Content starts

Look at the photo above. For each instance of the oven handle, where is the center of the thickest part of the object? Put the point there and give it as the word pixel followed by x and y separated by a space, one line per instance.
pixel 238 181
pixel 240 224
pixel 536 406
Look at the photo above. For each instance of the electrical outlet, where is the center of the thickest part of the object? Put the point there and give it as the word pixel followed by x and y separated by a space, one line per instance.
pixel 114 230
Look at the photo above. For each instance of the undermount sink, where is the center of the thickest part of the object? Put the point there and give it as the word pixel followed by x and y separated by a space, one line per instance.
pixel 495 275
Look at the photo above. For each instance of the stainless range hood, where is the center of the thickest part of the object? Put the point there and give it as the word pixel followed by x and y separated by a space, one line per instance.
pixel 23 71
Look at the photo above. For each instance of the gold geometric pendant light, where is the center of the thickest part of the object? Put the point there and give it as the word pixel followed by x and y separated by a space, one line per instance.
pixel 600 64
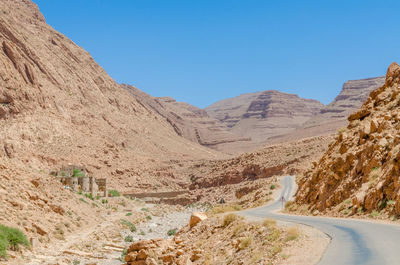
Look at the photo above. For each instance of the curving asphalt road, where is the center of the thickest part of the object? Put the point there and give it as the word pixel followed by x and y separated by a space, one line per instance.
pixel 354 242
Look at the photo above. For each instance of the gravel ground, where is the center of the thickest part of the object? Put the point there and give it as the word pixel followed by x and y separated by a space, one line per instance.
pixel 158 226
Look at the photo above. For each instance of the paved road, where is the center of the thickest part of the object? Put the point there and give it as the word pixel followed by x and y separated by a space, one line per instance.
pixel 353 242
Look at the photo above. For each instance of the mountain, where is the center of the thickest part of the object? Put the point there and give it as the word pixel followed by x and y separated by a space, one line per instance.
pixel 187 121
pixel 264 114
pixel 333 116
pixel 353 94
pixel 59 107
pixel 359 172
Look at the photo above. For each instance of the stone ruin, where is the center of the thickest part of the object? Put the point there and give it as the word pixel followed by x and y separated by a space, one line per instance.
pixel 77 179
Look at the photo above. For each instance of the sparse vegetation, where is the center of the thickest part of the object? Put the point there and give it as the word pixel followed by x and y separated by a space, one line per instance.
pixel 374 214
pixel 11 238
pixel 292 234
pixel 229 218
pixel 129 225
pixel 171 232
pixel 245 243
pixel 128 238
pixel 89 196
pixel 276 249
pixel 226 208
pixel 114 193
pixel 270 223
pixel 123 254
pixel 78 173
pixel 375 173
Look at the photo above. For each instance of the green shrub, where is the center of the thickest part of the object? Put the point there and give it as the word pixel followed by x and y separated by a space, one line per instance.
pixel 11 238
pixel 78 173
pixel 3 246
pixel 89 196
pixel 123 254
pixel 128 224
pixel 114 193
pixel 230 218
pixel 171 232
pixel 128 238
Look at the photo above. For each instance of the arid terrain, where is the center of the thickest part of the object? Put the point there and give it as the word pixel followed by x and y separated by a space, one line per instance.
pixel 175 173
pixel 358 173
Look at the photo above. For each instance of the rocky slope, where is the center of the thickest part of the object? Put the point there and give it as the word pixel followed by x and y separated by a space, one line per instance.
pixel 58 107
pixel 353 94
pixel 188 121
pixel 264 114
pixel 359 172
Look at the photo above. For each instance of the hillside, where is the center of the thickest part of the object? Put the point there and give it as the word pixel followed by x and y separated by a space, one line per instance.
pixel 353 94
pixel 59 107
pixel 359 172
pixel 187 121
pixel 264 114
pixel 333 116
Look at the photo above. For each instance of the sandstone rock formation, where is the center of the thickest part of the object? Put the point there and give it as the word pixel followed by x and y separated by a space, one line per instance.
pixel 353 94
pixel 187 121
pixel 361 165
pixel 264 114
pixel 196 218
pixel 57 106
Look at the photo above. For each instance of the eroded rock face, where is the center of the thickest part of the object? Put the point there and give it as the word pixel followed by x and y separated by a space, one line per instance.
pixel 264 114
pixel 363 162
pixel 58 106
pixel 196 218
pixel 353 94
pixel 188 121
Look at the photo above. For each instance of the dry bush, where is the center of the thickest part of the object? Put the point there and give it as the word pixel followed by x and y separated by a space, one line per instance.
pixel 238 229
pixel 245 242
pixel 269 223
pixel 225 208
pixel 274 235
pixel 290 206
pixel 276 249
pixel 374 175
pixel 229 218
pixel 292 234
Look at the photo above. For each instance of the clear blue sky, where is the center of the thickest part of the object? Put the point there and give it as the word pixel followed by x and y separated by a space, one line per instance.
pixel 202 51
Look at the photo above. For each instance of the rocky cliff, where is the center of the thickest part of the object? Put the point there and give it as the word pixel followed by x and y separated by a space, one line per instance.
pixel 360 170
pixel 187 121
pixel 58 106
pixel 264 114
pixel 353 94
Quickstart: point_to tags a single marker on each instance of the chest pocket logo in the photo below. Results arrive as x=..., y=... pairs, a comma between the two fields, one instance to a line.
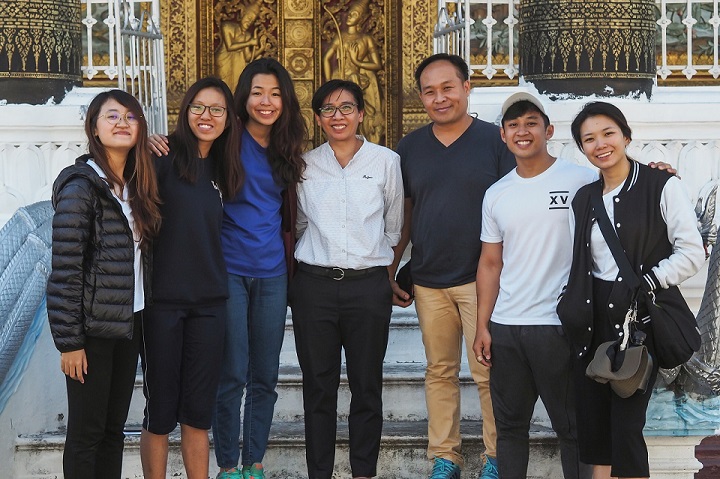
x=559, y=200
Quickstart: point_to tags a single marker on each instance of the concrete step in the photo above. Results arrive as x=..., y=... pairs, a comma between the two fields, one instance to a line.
x=402, y=453
x=403, y=395
x=708, y=452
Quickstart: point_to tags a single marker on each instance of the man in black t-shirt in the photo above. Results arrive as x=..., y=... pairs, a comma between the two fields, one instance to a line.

Content ends

What to produce.
Each line of the data above needs to be retyped as it is, without any picture.

Answer space.
Look at the photo above. For each instance of the oven handle, where is the center of the thickest part of the object? Put the point there and give it as the word pixel followed by x and y separated by a space, one line per instance.
pixel 238 181
pixel 240 224
pixel 536 406
Look at the photo above. For each instance of the electrical outlet, where is the center of the thickest part of the object? Put the point there and give it as the word pixel followed by x and y separated by a space, one line per instance.
pixel 114 230
Look at the photo above. For each instance of the undermount sink, where is the center of the thickest part of the object? Put the point there and give it as the word pixel followed by x and y separated by a space, one line per instance.
pixel 495 275
Look at the photo above. For each instance of the stainless range hood, where is the center of the thickest part of the object? Put the point there and give it as the word pixel followed by x and y separated by a space, one line per instance.
pixel 23 71
Look at the photo above. For each instance of the gold geometric pendant light, where is the center of the thickest part of the object? Put the point there and give it as the word pixel followed by x and y separated by a space, one line per instance.
pixel 600 64
Look at the photo above. For each instance of the curving asphalt road, where is the center of the thickest part of the object? Put the point there and give it as the word pixel followed by x and y separated by a space, one line per instance.
pixel 354 242
Look at the photo above. For each instance of the gravel ground, where is the center of the thickest part of the object? Put the point there and give it as the word pixel followed by x and y separated by a space, one line per instance.
pixel 158 226
Look at the photo above. For each instance of the paved road, where is the center of the thickest part of the object? Put the point there and give it as the word pixel followed by x and y separated by a space, one line per instance.
pixel 353 242
Look at the photo above. For each instance of the mountain, where is the center of the thickest part of the object? Put the point there and give it as the word pixel followed by x and y separated by a space, one line per instance.
pixel 187 121
pixel 264 114
pixel 333 116
pixel 353 94
pixel 59 107
pixel 359 172
Look at the photo above. For each instance of the stone ruin, where is the center of the thickest part of the object? Put the point there and give it as the word pixel followed by x and y separated by a space, one line per instance.
pixel 77 179
Look at the photo above. For each instance of the sparse vegetation, where is the center of the thickest part of the object? Put the point there and give it as the word pixel followed by x and y separated by a space, one line per instance.
pixel 374 214
pixel 11 238
pixel 292 234
pixel 229 218
pixel 129 225
pixel 171 232
pixel 245 243
pixel 128 238
pixel 89 196
pixel 276 249
pixel 226 208
pixel 114 193
pixel 270 223
pixel 123 254
pixel 78 173
pixel 375 173
Look at the photo above. For each instance of the green shrub, where is the center of the thickest part of the object? Put the point there and give it as the word pixel followed by x and y separated by a space, one line per instance.
pixel 11 238
pixel 78 173
pixel 3 246
pixel 89 196
pixel 123 254
pixel 128 224
pixel 114 193
pixel 230 218
pixel 171 232
pixel 128 238
Look at the photo above. For each instance of the arid terrain, where is the center of the thickest part of the object? Put the point there and give it as the word pixel followed by x and y separated by a space, one line per instance.
pixel 175 173
pixel 358 173
Look at the photo above. For each instance of the rocky slope, where is the center of the thickest part of the object? Put the point there and give it as the word pixel followed by x and y separated by a space, one line per instance.
pixel 58 107
pixel 353 94
pixel 188 121
pixel 264 114
pixel 359 172
Look at the photo above. For each instance of the hillside, where is the center of the thickest part of the object? Put the point there and give it as the word pixel followed by x and y separated by a space, one line per instance.
pixel 353 94
pixel 59 107
pixel 359 172
pixel 187 121
pixel 264 114
pixel 333 116
Look at the photo above. For each instance of the sandstone rock formation, where is the center of the thickest part of the object? Put the point there and give it as the word pixel followed by x and y separated by a space, one line per instance.
pixel 353 94
pixel 187 121
pixel 361 165
pixel 264 114
pixel 196 218
pixel 57 106
Look at the photo above. For each instance of the eroded rock face, where is the center of the thickest part of the object? Put the point there and give it as the word pixel followed by x and y separated by a space, one line per instance.
pixel 264 114
pixel 363 162
pixel 58 106
pixel 196 218
pixel 353 94
pixel 188 121
Look at the photo above. For each instance of the dry bush, where is the center of the thickest part of the object? Put the point there and give it as the word pixel followed by x and y separated by a space, one line per instance.
pixel 238 229
pixel 245 242
pixel 269 223
pixel 225 208
pixel 274 235
pixel 290 206
pixel 276 249
pixel 374 175
pixel 229 218
pixel 292 234
Look at the photo above. For each instance of the clear blue sky, where is the center of the thickest part of the object? Put the point there and give it as the word pixel followed by x and y separated by a space, one line per instance.
pixel 202 51
Look at the photo above. For each instance of the rocky cliff, where is the center of the thickest part of the object? Put the point there and give it as the word pixel followed by x and y separated by a space, one line per instance.
pixel 360 170
pixel 187 121
pixel 58 106
pixel 264 114
pixel 353 94
Quickstart: point_to tags a single marker on each instance of the chest pocket logo in the photo below. Results arrive as x=..., y=... pairs, a comma between the two fields, one instance to a line.
x=559, y=200
Quickstart: point_to tags a single marker on each instance of the concrete step in the photo above. Results arrive as x=..., y=... pairs, a comma between the two fields, one instance to a line.
x=402, y=453
x=403, y=395
x=708, y=452
Quickstart: point_to tags a single marker on each instance of the man in black t-shirt in the photo above. Results arrive as x=..., y=... pairs, a comma between the two fields, one instance to a line.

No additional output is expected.